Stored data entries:

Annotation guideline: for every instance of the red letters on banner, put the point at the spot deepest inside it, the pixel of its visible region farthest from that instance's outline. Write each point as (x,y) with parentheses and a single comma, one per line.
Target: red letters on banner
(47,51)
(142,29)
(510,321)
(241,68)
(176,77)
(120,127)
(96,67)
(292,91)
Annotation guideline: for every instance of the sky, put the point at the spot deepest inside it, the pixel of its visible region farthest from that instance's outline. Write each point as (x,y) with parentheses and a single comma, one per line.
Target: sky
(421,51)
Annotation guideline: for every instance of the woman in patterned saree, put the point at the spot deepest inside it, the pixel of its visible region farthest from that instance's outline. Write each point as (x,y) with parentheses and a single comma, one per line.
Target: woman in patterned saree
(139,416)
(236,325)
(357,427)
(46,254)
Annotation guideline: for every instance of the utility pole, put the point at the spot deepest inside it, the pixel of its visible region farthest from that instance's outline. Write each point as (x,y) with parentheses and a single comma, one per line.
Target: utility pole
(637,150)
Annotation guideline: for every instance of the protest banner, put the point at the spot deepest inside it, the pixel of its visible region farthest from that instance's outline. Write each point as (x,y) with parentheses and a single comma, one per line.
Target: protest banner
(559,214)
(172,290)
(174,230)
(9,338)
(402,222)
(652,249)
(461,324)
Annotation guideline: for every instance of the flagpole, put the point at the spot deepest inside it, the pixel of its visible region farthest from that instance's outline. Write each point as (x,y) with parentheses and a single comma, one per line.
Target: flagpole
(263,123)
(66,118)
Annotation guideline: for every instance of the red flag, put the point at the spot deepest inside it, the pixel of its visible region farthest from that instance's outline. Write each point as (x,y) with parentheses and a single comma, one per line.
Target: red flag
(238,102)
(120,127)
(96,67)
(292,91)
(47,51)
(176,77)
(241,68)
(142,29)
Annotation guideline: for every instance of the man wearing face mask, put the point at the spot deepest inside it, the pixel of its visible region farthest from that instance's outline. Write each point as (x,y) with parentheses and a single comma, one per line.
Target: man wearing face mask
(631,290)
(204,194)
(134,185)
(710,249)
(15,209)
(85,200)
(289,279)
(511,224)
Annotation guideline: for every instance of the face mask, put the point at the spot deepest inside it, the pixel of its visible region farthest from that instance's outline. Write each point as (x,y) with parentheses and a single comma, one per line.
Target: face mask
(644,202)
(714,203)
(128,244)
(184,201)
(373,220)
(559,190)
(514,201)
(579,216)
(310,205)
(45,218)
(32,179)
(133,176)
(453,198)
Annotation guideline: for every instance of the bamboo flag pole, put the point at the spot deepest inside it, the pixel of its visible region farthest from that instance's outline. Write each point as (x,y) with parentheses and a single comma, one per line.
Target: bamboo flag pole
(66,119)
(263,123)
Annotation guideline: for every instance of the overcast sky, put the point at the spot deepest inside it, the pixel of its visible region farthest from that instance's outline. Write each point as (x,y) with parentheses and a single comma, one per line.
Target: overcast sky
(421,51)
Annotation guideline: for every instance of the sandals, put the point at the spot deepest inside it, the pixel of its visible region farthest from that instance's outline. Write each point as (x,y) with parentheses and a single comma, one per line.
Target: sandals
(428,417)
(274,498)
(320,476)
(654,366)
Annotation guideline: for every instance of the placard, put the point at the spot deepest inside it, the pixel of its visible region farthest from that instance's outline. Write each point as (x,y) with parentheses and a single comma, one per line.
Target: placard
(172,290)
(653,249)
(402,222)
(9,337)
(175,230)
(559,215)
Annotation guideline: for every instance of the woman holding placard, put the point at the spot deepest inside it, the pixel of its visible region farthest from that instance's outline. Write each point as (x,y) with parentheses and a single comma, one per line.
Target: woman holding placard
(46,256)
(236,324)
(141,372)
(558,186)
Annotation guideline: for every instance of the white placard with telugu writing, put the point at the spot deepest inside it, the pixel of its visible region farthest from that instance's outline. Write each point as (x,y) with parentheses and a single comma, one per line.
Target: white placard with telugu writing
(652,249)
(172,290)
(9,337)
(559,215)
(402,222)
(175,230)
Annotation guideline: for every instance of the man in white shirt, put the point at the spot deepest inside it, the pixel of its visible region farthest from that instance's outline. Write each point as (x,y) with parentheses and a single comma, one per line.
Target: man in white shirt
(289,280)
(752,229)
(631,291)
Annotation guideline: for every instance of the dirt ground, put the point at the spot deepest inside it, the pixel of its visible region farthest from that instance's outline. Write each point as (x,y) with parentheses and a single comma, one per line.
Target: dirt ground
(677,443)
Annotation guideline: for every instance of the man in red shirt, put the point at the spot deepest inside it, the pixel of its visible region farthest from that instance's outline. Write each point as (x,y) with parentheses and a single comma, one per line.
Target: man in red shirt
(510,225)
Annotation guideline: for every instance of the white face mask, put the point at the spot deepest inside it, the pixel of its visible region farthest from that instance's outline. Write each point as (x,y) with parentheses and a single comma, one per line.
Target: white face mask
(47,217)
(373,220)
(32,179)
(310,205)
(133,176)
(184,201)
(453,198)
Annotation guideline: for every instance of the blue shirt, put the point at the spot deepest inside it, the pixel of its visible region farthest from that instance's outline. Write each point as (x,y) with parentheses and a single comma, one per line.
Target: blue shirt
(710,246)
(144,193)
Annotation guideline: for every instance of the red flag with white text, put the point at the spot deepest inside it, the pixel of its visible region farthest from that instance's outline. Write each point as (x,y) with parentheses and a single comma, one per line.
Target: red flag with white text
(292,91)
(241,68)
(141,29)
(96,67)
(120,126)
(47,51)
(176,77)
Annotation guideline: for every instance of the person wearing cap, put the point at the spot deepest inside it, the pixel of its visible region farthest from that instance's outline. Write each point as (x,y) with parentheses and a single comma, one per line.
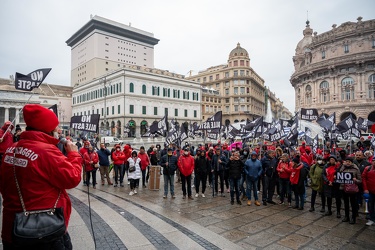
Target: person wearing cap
(118,158)
(43,179)
(186,166)
(6,137)
(332,189)
(349,167)
(316,175)
(368,182)
(253,170)
(298,176)
(169,164)
(284,169)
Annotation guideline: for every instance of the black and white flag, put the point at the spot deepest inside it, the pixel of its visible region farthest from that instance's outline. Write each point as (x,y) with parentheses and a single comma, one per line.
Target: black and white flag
(212,123)
(88,123)
(32,80)
(309,114)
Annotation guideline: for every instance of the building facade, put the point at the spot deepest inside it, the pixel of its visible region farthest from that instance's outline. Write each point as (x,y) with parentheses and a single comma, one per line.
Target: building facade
(236,89)
(103,45)
(137,96)
(335,70)
(12,101)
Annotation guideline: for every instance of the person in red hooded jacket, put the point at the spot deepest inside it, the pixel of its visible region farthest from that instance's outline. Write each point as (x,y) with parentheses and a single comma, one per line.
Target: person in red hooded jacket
(186,166)
(90,159)
(118,158)
(6,137)
(43,174)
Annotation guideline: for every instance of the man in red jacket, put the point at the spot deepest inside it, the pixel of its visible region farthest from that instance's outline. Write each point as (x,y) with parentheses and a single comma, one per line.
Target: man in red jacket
(145,163)
(186,166)
(42,171)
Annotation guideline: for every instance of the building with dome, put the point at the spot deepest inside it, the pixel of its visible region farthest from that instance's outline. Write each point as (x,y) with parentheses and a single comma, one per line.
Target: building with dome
(237,90)
(335,70)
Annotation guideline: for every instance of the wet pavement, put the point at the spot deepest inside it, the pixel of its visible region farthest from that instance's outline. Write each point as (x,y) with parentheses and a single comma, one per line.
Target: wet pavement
(147,221)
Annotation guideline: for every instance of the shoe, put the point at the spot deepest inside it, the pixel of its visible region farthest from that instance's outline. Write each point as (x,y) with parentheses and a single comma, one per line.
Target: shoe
(346,219)
(370,223)
(328,213)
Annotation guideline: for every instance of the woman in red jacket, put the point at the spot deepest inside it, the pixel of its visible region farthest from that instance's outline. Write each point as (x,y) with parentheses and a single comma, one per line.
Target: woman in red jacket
(91,160)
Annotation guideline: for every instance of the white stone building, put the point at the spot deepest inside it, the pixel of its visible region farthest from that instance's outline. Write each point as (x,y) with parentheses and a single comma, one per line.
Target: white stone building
(137,96)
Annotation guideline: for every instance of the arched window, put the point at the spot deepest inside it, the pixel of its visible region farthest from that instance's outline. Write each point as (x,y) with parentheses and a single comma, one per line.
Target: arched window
(347,88)
(143,89)
(324,91)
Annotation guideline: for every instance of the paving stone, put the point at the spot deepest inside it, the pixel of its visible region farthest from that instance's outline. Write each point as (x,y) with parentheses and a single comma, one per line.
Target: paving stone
(294,241)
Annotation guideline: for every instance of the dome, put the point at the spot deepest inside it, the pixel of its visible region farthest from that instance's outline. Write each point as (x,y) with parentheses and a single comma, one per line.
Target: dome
(306,40)
(238,51)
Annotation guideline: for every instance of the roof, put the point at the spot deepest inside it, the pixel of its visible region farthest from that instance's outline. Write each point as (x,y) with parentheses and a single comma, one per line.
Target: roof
(103,24)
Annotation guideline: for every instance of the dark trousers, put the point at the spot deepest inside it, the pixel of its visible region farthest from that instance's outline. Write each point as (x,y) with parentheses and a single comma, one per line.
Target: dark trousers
(268,184)
(352,198)
(186,180)
(200,178)
(88,174)
(314,193)
(219,174)
(63,243)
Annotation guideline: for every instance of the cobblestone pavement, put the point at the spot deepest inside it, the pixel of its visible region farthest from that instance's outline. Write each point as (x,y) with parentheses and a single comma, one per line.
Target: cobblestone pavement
(147,221)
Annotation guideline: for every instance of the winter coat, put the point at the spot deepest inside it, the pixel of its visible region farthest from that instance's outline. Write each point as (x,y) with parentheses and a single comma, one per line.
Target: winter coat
(186,164)
(137,173)
(316,175)
(118,157)
(172,164)
(368,179)
(253,169)
(46,172)
(145,160)
(103,156)
(88,157)
(235,168)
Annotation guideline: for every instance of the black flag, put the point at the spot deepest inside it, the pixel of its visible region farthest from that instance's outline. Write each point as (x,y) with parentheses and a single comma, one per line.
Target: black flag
(32,80)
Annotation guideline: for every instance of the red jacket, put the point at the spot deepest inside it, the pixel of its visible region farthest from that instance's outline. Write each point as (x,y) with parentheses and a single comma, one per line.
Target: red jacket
(145,160)
(284,169)
(8,138)
(186,164)
(87,158)
(46,173)
(368,179)
(118,157)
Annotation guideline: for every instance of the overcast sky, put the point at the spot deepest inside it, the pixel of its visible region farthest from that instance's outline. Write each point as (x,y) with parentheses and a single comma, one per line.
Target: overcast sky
(194,34)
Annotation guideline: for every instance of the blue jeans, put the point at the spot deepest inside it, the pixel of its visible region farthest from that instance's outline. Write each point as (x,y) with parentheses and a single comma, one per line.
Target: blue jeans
(251,185)
(119,169)
(234,184)
(168,179)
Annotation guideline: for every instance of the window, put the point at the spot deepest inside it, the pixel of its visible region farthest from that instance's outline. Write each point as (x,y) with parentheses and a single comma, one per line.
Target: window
(346,48)
(143,89)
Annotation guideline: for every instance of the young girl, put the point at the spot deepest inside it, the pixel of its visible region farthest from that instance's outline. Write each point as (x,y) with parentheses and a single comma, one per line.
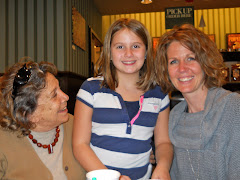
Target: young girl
(117,112)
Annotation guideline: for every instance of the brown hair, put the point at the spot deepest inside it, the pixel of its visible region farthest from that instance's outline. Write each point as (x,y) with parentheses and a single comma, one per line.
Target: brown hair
(14,110)
(207,54)
(105,68)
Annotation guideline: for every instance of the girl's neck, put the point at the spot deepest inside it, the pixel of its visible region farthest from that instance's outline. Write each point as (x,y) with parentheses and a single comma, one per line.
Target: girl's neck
(127,88)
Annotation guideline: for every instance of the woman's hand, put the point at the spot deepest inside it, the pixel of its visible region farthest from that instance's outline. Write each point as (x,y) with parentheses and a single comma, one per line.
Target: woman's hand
(122,177)
(161,173)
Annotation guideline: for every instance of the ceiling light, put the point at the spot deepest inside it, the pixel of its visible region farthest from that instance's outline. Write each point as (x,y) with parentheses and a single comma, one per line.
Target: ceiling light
(146,1)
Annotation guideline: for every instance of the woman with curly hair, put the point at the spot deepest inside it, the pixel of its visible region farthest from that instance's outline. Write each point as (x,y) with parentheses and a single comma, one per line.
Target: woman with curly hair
(204,128)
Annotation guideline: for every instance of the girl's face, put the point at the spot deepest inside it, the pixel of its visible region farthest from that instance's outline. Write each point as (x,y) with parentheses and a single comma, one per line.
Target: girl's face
(184,70)
(127,52)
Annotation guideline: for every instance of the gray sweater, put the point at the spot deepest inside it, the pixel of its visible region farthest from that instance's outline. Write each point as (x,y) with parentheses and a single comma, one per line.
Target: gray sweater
(207,143)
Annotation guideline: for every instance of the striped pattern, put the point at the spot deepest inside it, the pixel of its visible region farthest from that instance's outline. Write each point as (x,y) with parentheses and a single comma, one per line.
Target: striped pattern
(119,145)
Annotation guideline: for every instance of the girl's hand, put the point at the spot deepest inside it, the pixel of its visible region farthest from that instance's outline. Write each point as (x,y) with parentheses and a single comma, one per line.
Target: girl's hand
(161,173)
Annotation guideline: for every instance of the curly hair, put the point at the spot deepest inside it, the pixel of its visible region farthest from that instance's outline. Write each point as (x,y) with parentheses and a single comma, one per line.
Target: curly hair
(104,67)
(14,110)
(207,54)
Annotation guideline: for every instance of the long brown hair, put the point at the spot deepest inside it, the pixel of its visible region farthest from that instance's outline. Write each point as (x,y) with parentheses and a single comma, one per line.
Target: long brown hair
(207,54)
(105,68)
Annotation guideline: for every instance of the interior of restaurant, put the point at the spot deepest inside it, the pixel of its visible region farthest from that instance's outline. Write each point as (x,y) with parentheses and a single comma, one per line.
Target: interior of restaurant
(70,33)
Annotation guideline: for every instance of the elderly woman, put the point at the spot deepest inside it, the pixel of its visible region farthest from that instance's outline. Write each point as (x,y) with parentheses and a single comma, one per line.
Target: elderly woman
(205,127)
(35,127)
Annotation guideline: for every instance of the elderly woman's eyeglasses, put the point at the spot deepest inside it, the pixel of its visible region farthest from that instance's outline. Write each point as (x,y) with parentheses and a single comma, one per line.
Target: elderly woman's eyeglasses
(21,78)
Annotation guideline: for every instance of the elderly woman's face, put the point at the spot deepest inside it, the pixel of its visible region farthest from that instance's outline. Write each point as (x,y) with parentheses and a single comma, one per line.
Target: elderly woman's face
(52,106)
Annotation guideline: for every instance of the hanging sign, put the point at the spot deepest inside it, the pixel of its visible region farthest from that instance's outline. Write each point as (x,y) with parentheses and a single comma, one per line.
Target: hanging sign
(179,15)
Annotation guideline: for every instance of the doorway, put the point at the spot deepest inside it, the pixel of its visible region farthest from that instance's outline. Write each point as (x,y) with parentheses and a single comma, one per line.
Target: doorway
(95,50)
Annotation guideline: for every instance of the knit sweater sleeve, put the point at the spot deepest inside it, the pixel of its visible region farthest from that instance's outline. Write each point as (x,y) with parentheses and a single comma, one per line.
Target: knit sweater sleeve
(233,149)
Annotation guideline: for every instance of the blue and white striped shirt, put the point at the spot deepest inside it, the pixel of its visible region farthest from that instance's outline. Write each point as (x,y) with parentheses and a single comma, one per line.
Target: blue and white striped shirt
(117,144)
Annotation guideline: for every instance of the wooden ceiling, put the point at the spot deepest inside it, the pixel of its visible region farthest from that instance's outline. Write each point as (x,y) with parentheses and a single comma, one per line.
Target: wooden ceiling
(111,7)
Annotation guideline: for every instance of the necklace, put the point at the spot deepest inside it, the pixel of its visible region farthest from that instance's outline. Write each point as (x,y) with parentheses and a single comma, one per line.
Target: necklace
(196,174)
(49,146)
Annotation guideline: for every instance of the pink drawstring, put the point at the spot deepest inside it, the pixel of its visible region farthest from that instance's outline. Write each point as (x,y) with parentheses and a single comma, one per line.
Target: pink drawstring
(135,117)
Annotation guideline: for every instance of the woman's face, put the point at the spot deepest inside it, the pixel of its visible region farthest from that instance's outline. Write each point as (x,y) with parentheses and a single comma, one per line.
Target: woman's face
(51,109)
(127,52)
(184,70)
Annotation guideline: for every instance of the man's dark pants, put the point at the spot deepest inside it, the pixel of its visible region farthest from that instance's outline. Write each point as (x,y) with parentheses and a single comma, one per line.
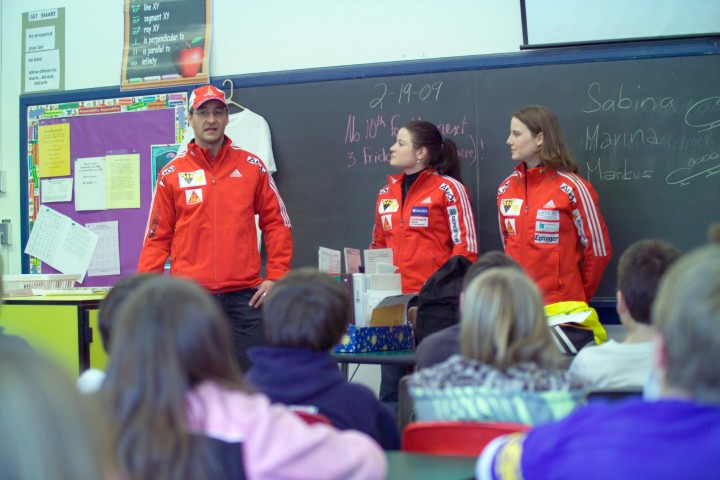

**Given instruction:** Reproduce verbatim the stretch of the records from the line containing "Annotation guideline: for every instance of the necklace, put" through the end of the records, keeping both ends. Omit the pictures.

**Correct output:**
Annotation guideline: for every instance of the necklace, put the point at the spot deepest inside it, the pixel of its visible region farthest from that instance's outline. Write each point as (x,y) with parentheses and a single comma, one per line.
Target: necklace
(196,174)
(49,146)
Annotation guideline: for every instance of the pink drawstring, put the point at the spot deepest inside it, the pixel of its visible region farthest from that instance's outline. Write each point as (x,y) with parentheses and a single comma, one per line.
Target: pink drawstring
(135,117)
Annotation guideline: for every instance of the woman's face, put the point at the spot deepest inside it, the pixel of its visible region farthest from that instance's outline. Write each point as (x,y) with parentheses and a single comma, one per line.
Target: woman's face
(51,109)
(127,52)
(184,70)
Annotation guideline: for every instance of the man's dark pants, put the point at the spot deepest inside it, the pixel of its visible region farthest from that instance's outline. Write each point as (x,y) with parentheses and a single comma, one per line.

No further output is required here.